(LISTED RECORDS Opens)

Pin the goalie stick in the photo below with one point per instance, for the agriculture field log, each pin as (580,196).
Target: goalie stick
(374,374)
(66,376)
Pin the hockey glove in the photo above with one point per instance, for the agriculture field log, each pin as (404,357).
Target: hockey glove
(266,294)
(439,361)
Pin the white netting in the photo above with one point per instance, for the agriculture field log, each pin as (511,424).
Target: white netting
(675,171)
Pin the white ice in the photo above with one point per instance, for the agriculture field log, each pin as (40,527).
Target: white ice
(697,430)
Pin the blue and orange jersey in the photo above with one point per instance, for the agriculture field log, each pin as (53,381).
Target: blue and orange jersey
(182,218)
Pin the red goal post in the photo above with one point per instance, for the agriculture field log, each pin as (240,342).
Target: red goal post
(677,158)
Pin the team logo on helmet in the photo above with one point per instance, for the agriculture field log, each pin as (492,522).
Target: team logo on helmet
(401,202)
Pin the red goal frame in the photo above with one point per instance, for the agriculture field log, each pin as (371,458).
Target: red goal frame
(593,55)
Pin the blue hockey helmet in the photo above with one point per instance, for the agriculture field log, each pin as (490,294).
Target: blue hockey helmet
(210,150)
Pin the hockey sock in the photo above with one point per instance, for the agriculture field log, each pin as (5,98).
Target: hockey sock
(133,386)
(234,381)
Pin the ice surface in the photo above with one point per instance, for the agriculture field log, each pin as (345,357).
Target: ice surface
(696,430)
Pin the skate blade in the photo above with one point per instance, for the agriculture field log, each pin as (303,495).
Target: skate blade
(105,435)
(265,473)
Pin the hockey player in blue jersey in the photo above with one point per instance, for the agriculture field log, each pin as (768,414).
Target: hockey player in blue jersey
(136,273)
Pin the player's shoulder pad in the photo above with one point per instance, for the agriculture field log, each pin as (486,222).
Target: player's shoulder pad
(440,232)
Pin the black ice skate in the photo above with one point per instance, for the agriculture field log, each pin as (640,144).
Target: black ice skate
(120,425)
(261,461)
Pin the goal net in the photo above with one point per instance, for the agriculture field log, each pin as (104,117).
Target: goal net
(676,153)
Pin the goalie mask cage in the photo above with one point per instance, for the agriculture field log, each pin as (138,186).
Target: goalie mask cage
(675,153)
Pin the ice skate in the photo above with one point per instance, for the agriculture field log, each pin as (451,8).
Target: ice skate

(LISTED RECORDS Closes)

ACTIVITY:
The lines from the one holding "Pin the black" to the final line of the entries, both included, are what should be output, exactly and alone.

ANSWER TO THIS TASK:
Pin the black ice skate in the photo above with one point per instance, for the agriculture field log, each pin as (640,144).
Target: black ice skate
(120,425)
(261,461)
Pin the goal net in the photo above with one point per instance, for the agriculture field log, each pin as (104,117).
Target: goal net
(676,153)
Pin the goalie mask cage in the photo above with one point per instance, for the agriculture field log, each pin as (138,186).
Target: goalie mask cage
(675,153)
Pin the ice skate in the photo above with one point per instance, for the agriculture field log, each pin as (451,8).
Target: ice skate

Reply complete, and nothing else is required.